**Exercise details**.
Please translate this sentence from the information extraction page into Spanish: "NER identifies and classifies entities mentioned in text into predefined categories."

Information Extraction

View Source

This document describes Nasty's information extraction capabilities, which identify and extract structured information from unstructured text.

Overview

Nasty provides four main information extraction features:

  1. Named Entity Recognition (NER) - Identifies entities like people, organizations, locations, dates
  2. Relation Extraction - Discovers semantic relationships between entities
  3. Event Extraction - Identifies events with participants, time, and location
  4. Coreference Resolution - Resolves pronouns to their antecedents

Named Entity Recognition (NER)

NER identifies and classifies entities mentioned in text into predefined categories.

Supported Entity Types

  • PERSON - Individual person names ("John Smith", "Mary")
  • ORG - Organizations ("Google Inc.", "Harvard University")
  • LOC - Physical locations ("Mount Everest", "Pacific Ocean")
  • GPE - Geopolitical entities ("France", "California", "New York")
  • DATE - Temporal expressions ("January 5", "2026", "March")
  • TIME - Time expressions ("3:00 PM", "noon", "midnight")
  • MONEY - Monetary values ("$100", "50 euros")
  • PERCENT - Percentages ("25%")
  • QUANTITY - Measurements ("5 kg", "10 meters")
  • EVENT - Named events ("World War II", "Olympics")
  • PRODUCT - Products/services ("iPhone", "Windows")
  • LANGUAGE - Language names ("English", "Spanish")

Usage

alias Nasty.Language.English.{Tokenizer, POSTagger, EntityRecognizer}

# Parse and tag text
{:ok, tokens} = Tokenizer.tokenize("John works at Google in California.")
{:ok, tagged} = POSTagger.tag_pos(tokens)

# Recognize entities
entities = EntityRecognizer.recognize(tagged)

# Inspect results
Enum.each(entities, fn entity ->
  IO.puts("#{entity.type}: #{entity.text}")
end)

# Output:
# person: John
# org: Google
# gpe: California

NER Models

Nasty supports multiple NER approaches:

# Rule-based (default) - Fast, ~85% accuracy
entities = EntityRecognizer.recognize(tokens)

# Statistical CRF - ~90-95% accuracy
entities = EntityRecognizer.recognize(tokens, model: :crf)

**Data under study**.
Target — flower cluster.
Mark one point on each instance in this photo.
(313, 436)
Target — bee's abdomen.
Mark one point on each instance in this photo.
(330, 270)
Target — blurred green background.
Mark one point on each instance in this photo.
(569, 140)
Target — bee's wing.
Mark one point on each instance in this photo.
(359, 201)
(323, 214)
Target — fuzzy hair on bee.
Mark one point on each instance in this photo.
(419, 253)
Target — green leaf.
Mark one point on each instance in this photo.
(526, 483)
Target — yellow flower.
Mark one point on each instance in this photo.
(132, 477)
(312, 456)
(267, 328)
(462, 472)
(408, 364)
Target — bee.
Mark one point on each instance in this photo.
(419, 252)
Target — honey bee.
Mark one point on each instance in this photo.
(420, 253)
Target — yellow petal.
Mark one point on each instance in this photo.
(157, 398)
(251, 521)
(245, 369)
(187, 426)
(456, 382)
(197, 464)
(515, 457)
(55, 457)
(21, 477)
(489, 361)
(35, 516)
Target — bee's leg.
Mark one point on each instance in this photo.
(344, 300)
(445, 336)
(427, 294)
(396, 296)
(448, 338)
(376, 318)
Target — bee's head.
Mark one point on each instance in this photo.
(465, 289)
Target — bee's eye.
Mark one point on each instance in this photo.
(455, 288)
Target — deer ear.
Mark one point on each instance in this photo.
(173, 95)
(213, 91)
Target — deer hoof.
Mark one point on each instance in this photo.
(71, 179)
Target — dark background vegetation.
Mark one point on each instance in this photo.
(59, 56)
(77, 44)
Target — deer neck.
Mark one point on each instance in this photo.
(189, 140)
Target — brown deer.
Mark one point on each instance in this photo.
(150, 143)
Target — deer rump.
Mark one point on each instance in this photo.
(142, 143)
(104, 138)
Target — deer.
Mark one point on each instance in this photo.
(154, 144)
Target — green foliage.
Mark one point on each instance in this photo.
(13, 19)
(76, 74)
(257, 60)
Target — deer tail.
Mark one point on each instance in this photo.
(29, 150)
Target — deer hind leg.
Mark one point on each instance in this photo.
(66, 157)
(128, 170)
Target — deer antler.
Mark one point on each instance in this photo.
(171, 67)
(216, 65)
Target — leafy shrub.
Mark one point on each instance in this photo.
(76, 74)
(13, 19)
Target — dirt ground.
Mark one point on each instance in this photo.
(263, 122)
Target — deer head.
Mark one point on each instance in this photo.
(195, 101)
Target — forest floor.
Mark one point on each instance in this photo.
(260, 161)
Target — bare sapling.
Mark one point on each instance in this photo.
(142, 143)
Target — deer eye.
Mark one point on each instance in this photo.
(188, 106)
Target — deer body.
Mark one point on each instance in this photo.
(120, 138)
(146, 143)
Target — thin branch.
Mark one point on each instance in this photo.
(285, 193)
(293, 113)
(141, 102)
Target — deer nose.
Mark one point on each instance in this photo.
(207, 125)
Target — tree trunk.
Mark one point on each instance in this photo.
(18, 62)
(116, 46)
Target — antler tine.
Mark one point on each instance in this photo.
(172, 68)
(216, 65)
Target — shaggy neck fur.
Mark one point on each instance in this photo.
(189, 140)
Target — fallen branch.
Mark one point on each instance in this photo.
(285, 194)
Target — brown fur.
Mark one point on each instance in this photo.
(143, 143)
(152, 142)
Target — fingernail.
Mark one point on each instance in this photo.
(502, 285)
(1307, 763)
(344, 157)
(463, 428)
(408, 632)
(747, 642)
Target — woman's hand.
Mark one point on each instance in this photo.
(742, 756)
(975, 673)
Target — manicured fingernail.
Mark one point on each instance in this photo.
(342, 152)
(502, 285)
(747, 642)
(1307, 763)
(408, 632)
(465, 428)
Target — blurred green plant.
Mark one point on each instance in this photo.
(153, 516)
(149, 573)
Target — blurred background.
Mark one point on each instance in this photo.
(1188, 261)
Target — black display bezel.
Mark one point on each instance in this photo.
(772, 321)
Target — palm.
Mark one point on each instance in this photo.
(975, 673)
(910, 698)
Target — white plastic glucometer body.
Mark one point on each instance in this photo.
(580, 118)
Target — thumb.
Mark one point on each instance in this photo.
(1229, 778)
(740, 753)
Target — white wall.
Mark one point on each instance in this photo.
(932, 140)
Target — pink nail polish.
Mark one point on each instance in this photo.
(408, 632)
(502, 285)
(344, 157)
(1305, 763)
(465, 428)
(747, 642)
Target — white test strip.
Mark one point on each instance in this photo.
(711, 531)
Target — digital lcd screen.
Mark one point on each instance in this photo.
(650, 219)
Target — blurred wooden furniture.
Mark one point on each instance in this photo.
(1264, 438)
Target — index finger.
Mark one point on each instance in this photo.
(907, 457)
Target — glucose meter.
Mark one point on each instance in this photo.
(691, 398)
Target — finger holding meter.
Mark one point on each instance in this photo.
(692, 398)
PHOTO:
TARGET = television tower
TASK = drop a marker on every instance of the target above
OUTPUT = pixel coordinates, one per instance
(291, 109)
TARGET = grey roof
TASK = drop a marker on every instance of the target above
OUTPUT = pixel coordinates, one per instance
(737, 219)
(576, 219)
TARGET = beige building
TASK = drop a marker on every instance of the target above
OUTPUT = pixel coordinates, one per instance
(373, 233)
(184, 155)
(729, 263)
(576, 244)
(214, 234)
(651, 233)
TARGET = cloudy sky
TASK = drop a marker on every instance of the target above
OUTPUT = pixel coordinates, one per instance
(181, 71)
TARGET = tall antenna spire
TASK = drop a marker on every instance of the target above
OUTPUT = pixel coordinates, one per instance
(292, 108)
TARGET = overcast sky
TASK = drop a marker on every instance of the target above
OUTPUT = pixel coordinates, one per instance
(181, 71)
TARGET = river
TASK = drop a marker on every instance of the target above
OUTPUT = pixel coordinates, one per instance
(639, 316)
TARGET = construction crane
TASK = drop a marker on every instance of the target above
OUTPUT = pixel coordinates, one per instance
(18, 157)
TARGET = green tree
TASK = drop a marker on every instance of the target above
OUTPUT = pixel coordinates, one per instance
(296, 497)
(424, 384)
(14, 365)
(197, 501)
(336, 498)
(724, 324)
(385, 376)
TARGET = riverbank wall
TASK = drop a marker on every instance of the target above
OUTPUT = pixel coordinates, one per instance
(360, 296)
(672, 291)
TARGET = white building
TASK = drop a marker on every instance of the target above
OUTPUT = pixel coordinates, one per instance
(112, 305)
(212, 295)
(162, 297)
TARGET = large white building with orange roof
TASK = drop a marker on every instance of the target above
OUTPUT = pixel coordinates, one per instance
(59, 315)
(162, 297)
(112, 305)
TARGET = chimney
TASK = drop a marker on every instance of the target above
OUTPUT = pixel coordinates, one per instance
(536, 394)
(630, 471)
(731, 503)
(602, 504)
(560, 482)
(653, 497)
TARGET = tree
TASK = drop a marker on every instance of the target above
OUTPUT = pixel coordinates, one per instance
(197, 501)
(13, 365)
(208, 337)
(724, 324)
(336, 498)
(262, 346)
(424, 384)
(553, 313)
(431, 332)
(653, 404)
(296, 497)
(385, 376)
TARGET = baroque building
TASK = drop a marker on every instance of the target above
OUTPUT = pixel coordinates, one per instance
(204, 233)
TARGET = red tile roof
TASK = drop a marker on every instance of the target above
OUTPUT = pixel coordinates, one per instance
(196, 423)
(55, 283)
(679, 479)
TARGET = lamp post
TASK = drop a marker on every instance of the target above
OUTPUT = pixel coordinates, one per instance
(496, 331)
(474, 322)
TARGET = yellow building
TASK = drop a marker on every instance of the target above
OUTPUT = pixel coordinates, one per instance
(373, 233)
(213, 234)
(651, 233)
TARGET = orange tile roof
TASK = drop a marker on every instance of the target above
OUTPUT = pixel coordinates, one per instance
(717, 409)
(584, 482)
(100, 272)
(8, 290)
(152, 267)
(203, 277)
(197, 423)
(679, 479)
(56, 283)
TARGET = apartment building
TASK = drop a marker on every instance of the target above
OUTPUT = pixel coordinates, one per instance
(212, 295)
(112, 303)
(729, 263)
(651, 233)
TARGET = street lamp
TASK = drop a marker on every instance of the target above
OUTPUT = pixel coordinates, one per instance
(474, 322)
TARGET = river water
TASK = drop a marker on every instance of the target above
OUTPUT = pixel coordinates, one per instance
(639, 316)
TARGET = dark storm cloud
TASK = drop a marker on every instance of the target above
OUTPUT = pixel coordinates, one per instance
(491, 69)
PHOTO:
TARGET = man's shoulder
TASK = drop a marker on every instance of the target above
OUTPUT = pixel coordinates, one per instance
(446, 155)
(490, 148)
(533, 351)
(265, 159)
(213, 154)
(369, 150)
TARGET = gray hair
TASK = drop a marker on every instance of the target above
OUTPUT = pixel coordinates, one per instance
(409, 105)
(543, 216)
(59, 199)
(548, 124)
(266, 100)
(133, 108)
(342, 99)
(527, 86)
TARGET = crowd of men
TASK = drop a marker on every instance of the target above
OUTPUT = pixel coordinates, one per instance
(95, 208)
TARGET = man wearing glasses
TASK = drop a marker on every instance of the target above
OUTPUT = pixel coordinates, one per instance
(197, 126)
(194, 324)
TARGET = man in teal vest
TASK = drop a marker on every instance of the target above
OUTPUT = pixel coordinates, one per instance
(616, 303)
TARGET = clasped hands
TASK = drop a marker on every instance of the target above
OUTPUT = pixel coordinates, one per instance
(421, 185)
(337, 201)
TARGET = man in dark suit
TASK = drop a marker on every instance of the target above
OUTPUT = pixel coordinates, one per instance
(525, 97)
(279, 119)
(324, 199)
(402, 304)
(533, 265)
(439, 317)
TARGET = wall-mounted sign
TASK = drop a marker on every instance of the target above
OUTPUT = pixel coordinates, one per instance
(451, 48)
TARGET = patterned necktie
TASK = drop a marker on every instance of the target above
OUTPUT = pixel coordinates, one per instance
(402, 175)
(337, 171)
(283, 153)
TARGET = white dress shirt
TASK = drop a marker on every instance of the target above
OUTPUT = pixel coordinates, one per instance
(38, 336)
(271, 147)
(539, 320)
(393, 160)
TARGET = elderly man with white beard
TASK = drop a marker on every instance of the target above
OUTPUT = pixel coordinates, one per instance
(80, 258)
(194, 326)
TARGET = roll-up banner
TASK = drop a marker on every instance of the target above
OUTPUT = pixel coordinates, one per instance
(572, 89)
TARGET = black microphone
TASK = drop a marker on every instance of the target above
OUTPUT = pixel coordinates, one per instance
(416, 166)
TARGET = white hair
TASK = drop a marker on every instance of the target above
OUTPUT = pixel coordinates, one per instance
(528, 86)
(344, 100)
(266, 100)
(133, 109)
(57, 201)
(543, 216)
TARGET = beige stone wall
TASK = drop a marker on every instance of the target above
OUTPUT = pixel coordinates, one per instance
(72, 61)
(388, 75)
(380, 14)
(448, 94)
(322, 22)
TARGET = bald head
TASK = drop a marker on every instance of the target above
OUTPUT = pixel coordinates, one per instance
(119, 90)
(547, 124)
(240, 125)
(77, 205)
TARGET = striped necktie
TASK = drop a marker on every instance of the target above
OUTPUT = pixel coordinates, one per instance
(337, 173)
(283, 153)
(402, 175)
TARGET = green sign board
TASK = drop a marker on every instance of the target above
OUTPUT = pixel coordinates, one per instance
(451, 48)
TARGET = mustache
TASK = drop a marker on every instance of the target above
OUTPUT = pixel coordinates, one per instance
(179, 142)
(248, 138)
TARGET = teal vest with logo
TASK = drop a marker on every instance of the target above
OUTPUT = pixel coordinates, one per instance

**Your response**.
NER identifica y clasifica las entidades mencionadas en el texto en categorías predefinidas.